◆ Task description ◆
Which lines in the data below contain the string "tank"? Gather each of them exactly as it appears, treating uppercase and lowercase as different.

◆ Data to process ◆

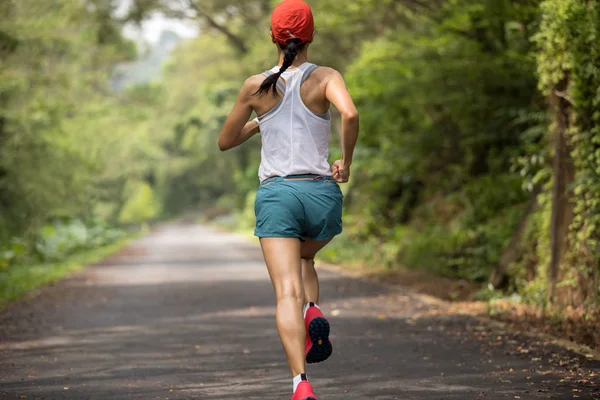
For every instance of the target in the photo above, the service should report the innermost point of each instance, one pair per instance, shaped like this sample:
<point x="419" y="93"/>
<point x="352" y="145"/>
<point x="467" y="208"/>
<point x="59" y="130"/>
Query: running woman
<point x="298" y="203"/>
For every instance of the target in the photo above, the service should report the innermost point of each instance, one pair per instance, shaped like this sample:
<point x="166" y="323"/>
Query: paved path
<point x="188" y="313"/>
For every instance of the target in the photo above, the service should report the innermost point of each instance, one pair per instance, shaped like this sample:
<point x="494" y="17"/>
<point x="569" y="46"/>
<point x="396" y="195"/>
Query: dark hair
<point x="291" y="50"/>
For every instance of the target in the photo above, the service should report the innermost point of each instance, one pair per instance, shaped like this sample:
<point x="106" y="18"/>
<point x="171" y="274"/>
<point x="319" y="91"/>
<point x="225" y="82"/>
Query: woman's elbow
<point x="350" y="116"/>
<point x="223" y="146"/>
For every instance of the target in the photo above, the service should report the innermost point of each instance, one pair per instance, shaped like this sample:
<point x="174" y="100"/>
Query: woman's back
<point x="295" y="137"/>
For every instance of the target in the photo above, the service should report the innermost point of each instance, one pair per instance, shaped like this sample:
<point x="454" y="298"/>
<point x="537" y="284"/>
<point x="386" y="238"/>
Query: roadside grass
<point x="19" y="280"/>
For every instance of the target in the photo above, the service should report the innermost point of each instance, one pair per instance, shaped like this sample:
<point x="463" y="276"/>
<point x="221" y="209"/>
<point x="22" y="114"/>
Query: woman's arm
<point x="237" y="128"/>
<point x="337" y="94"/>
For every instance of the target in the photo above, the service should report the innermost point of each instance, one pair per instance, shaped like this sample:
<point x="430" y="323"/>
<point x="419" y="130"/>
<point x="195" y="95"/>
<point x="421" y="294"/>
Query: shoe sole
<point x="321" y="349"/>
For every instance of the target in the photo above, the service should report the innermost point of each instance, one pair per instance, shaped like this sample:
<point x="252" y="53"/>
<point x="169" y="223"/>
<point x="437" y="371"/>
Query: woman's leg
<point x="282" y="256"/>
<point x="310" y="278"/>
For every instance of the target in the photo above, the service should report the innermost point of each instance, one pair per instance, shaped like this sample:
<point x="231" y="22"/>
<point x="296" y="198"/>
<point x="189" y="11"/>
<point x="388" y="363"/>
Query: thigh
<point x="310" y="248"/>
<point x="282" y="256"/>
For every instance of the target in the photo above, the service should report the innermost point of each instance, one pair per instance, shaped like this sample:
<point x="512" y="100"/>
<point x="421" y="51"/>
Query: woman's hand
<point x="340" y="173"/>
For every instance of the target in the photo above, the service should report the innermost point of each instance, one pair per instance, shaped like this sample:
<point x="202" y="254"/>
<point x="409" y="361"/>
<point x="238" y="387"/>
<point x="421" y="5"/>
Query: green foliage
<point x="568" y="41"/>
<point x="140" y="206"/>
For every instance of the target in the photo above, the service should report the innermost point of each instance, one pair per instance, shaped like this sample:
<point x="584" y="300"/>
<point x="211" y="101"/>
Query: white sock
<point x="308" y="305"/>
<point x="297" y="379"/>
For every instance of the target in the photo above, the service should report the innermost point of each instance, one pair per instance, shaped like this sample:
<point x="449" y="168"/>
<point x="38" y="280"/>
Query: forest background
<point x="478" y="160"/>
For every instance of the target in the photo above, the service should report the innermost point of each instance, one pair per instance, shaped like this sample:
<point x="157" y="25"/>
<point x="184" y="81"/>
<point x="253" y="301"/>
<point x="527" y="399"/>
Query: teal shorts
<point x="298" y="206"/>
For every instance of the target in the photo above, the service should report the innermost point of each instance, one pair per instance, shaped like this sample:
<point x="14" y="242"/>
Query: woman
<point x="298" y="204"/>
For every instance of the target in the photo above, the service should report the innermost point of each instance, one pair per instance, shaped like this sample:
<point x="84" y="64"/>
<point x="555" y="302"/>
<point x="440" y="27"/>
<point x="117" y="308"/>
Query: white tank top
<point x="295" y="140"/>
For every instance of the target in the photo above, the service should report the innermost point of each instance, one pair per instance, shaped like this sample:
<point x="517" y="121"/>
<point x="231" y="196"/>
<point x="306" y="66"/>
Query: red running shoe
<point x="304" y="392"/>
<point x="318" y="346"/>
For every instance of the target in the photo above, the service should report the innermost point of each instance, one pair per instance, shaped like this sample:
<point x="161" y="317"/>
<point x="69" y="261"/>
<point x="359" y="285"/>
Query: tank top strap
<point x="307" y="69"/>
<point x="280" y="85"/>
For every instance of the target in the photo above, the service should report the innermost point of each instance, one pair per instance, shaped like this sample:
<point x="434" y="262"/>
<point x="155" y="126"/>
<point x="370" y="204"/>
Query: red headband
<point x="292" y="19"/>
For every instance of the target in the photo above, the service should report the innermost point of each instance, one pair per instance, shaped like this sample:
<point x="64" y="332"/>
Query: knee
<point x="291" y="292"/>
<point x="308" y="262"/>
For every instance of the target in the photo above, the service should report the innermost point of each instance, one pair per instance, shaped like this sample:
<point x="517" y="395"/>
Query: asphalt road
<point x="188" y="313"/>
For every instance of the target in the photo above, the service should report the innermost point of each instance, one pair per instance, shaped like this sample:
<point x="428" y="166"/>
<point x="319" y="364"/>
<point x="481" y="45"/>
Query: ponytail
<point x="291" y="50"/>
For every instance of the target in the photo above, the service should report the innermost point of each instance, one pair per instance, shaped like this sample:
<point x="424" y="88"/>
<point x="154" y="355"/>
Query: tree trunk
<point x="564" y="175"/>
<point x="512" y="252"/>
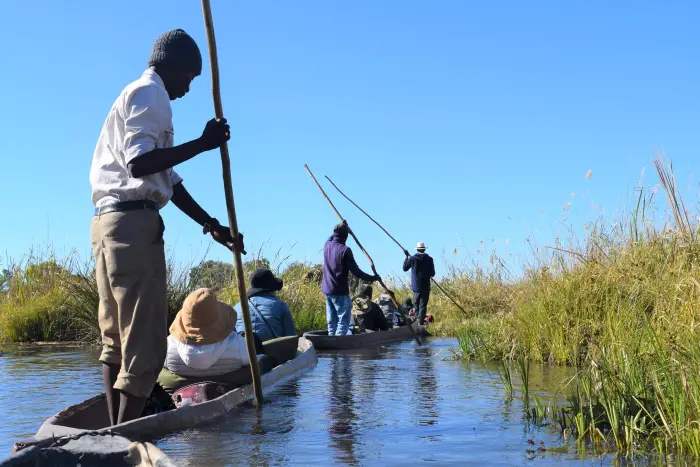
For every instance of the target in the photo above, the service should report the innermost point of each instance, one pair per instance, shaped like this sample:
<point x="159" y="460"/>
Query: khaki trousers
<point x="131" y="281"/>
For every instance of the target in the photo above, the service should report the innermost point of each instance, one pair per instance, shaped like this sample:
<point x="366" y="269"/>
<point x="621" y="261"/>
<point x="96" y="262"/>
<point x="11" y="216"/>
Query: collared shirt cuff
<point x="138" y="149"/>
<point x="174" y="178"/>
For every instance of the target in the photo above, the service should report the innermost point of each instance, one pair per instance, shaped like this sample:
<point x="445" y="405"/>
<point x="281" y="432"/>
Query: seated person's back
<point x="367" y="314"/>
<point x="389" y="309"/>
<point x="203" y="339"/>
<point x="269" y="314"/>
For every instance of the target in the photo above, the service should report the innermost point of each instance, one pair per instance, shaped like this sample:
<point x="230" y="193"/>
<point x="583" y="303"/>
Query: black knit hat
<point x="366" y="290"/>
<point x="176" y="50"/>
<point x="263" y="280"/>
<point x="341" y="230"/>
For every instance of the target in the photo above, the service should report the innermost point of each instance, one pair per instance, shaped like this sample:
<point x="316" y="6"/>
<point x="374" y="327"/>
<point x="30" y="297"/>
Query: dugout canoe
<point x="322" y="341"/>
<point x="91" y="415"/>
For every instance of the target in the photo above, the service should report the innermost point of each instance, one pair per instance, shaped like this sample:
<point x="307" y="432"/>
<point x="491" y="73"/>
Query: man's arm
<point x="407" y="263"/>
<point x="288" y="321"/>
<point x="157" y="160"/>
<point x="350" y="263"/>
<point x="185" y="203"/>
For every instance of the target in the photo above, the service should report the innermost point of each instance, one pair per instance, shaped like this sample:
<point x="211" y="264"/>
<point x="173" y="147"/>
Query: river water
<point x="397" y="405"/>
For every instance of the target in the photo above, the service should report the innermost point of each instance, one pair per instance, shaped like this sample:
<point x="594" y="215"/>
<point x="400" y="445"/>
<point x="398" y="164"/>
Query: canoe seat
<point x="281" y="349"/>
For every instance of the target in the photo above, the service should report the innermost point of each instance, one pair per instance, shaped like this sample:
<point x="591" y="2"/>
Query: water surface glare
<point x="398" y="405"/>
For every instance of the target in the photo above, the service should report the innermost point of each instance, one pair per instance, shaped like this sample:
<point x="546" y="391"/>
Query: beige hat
<point x="203" y="319"/>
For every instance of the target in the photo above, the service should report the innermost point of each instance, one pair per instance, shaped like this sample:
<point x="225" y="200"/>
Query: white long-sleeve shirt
<point x="139" y="121"/>
<point x="207" y="360"/>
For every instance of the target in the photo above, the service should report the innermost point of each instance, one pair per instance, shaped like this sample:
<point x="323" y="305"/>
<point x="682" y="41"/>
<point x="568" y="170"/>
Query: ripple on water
<point x="396" y="405"/>
<point x="37" y="382"/>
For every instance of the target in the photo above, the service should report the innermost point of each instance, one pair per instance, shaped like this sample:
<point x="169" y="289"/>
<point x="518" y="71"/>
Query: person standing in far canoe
<point x="338" y="262"/>
<point x="132" y="178"/>
<point x="422" y="270"/>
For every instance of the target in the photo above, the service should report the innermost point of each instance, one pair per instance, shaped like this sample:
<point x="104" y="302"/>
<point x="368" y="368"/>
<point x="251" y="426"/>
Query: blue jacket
<point x="276" y="313"/>
<point x="422" y="269"/>
<point x="338" y="261"/>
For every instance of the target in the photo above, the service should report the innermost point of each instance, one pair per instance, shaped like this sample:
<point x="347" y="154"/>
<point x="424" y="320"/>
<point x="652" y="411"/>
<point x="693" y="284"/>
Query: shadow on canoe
<point x="322" y="341"/>
<point x="91" y="415"/>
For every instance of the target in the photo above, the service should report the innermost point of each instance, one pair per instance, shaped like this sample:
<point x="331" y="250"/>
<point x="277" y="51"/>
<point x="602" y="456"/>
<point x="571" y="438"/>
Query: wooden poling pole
<point x="228" y="190"/>
<point x="369" y="258"/>
<point x="395" y="241"/>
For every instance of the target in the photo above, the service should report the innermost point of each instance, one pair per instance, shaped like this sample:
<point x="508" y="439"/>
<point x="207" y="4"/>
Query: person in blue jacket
<point x="338" y="262"/>
<point x="422" y="270"/>
<point x="269" y="314"/>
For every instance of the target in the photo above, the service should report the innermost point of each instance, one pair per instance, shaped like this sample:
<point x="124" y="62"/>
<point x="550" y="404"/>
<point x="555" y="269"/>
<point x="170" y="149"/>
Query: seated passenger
<point x="389" y="309"/>
<point x="203" y="345"/>
<point x="367" y="314"/>
<point x="269" y="314"/>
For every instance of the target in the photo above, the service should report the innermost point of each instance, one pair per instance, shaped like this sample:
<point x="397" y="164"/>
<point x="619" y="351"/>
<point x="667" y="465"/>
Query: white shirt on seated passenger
<point x="207" y="360"/>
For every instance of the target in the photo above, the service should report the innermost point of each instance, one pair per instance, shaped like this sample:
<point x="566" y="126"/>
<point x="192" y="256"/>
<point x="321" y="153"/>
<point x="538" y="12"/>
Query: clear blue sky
<point x="452" y="122"/>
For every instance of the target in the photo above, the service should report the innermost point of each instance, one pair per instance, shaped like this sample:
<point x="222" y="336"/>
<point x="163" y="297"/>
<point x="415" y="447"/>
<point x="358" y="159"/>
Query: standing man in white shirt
<point x="132" y="177"/>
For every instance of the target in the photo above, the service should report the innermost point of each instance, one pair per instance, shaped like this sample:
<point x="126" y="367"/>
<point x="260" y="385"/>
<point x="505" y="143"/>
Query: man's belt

◆ Written answer ◆
Query: white tank top
Query: tank top strap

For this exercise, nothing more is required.